* **Supplied material**:
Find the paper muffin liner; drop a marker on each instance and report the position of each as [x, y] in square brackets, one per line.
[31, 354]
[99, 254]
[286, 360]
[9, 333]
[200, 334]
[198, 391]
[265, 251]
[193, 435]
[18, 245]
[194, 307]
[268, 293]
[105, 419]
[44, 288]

* **What is needed**: Reproduce the entire listing above verbatim, preserving every line in its original order.

* **Answer to this problem**:
Find the paper muffin liner; drop a marker on each instance and report the position of each as [x, y] in square brackets, one per line.
[31, 354]
[99, 254]
[286, 360]
[9, 333]
[200, 334]
[198, 391]
[265, 251]
[193, 435]
[18, 245]
[194, 307]
[268, 293]
[105, 419]
[44, 288]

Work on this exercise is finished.